What to work on >> Pick out and copy every line of the material below that contains the string "ball". Case counts.

....

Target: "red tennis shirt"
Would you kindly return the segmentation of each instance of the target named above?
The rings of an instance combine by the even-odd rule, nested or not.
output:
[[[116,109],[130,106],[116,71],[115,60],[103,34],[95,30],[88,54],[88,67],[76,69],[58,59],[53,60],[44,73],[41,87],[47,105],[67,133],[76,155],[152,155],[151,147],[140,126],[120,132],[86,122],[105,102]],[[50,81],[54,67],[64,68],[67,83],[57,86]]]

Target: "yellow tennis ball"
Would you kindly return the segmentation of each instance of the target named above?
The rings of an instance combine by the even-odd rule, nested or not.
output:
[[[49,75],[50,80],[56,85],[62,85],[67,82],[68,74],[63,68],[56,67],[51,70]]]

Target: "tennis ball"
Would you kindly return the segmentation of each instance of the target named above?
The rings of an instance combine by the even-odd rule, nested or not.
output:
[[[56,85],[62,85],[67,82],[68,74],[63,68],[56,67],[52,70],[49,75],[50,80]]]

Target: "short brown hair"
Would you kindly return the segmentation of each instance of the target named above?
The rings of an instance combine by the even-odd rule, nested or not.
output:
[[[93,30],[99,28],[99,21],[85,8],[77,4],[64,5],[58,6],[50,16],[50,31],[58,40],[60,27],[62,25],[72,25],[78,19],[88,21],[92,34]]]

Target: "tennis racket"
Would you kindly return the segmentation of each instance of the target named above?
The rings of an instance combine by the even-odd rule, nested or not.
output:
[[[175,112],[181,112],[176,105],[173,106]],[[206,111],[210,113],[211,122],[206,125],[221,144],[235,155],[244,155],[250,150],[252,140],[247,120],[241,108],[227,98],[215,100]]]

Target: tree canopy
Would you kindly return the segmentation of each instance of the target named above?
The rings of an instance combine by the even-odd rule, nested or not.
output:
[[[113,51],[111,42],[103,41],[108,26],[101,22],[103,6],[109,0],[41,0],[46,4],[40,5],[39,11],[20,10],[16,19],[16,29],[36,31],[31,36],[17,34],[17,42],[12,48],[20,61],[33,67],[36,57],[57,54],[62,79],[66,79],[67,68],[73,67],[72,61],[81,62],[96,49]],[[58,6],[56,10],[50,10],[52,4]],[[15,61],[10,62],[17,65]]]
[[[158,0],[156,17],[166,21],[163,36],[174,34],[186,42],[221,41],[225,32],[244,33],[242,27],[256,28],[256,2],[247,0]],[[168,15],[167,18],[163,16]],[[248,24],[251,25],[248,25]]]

....

Exercise response >>
Target: "yellow tennis ball"
Target: "tennis ball"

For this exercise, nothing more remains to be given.